__Task 1__:
In the night-attack passage, what event were the Fascists celebrating with their firing?
__Task 2__:
Reproduce the section of the night-attack passage that opens with the words containing "After an hour" and closes with "the heroic English.".
__Task 3__:
Decide whether each statement agrees with the night-attack passage. Answer yes or no for each, and quote the words that settle it.
(a) The narrator's own machine-gun jammed during the firing.
(b) Most of the shells that came over exploded close to the narrator's position.
(c) The narrator's side suffered several casualties.

That night the Fascists made a sort of abortive attack. I was just getting down into kip, half dead with sleep, when there was a heavy stream of bullets overhead and someone shouted into the dug-out: 'They're attacking!' I grabbed my rifle and slithered up to my post, which was at the top of the position, beside the machine-gun. There was utter darkness and diabolical noise. The fire of, I think five machine-guns was pouring upon us, and there was a series of heavy crashes caused by the Fascists flinging bombs over their own parapet in the most idiotic manner. It was intensely dark. Down in the valley to the left of us I could see the greenish flash of rifles where a small party of Fascists, probably a patrol, were chipping in. The bullets were flying round us in the darkness, crack-zip-crack. A few shells came whistling over, but they fell nowhere near us and (as usual in this war) most of them failed to explode. I had a bad moment when yet another machine-gun opened fire from the hill-top in our rear- actually a gun that had been brought up to support us, but at the time it looked as though we were surrounded. .Presently our own machine-gun jammed, as it always did jam with those vile cartridges, and the ramrod was lost in the impenetrable darkness. Apparently there was nothing that one could do except stand still and be shot at. The Spanish machine-gunners disdained to take cover, in fact exposed themselves deliberately, so I had to do likewise. Petty though it was, the whole experience was very interesting. It was the first time that I had been properly speaking under fire, and to my humiliation I found that I was horribly frightened. You always, I notice, feel the same when you are under heavy fire-not so much afraid of being hit as afraid because you don't know where you will be hit. You are wondering all the while just where the bullet will nip you, and it gives your whole body a most unpleasant sensitiveness.
After an hour or two the firing slowed down and died away. Meanwhile we had had only one casualty. The Fascists had advanced a couple of machine-guns into no man's land, but they had kept a safe distance and made no attempt to storm our parapet. They were in fact not attacking, merely wasting cartridges and making a cheerful noise to celebrate the fall of Malaga. The chief importance of the affair was that it taught me to read the war news in the papers with a more disbelieving eye. A day or two later the newspapers and the radio published reports of a tremendous attack with cavalry and tanks (up a perpendicular hill- side!) which had been beaten off by the heroic English.

__Source material__:
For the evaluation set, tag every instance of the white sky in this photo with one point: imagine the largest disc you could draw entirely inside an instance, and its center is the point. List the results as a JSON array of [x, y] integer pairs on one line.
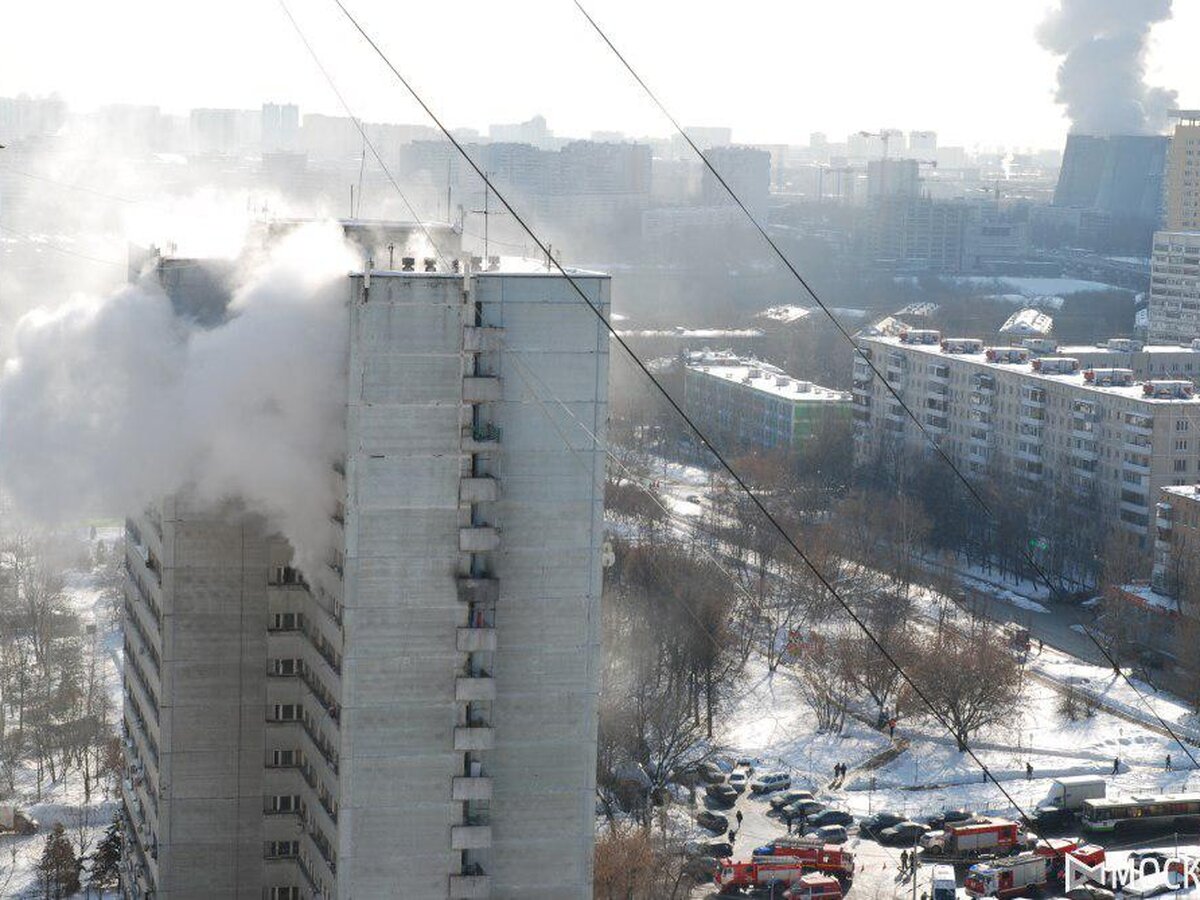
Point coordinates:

__Exercise output 1__:
The fall of Malaga.

__Exercise output 2__:
After an hour or two the firing slowed down and died away. Meanwhile we had had only one casualty. The Fascists had advanced a couple of machine-guns into no man's land, but they had kept a safe distance and made no attempt to storm our parapet. They were in fact not attacking, merely wasting cartridges and making a cheerful noise to celebrate the fall of Malaga. The chief importance of the affair was that it taught me to read the war news in the papers with a more disbelieving eye. A day or two later the newspapers and the radio published reports of a tremendous attack with cavalry and tanks (up a perpendicular hill- side!) which had been beaten off by the heroic English.

__Exercise output 3__:
(a) Yes: "Presently our own machine-gun jammed, as it always did jam with those vile cartridges"
(b) No: "they fell nowhere near us and (as usual in this war) most of them failed to explode"
(c) No: "Meanwhile we had had only one casualty."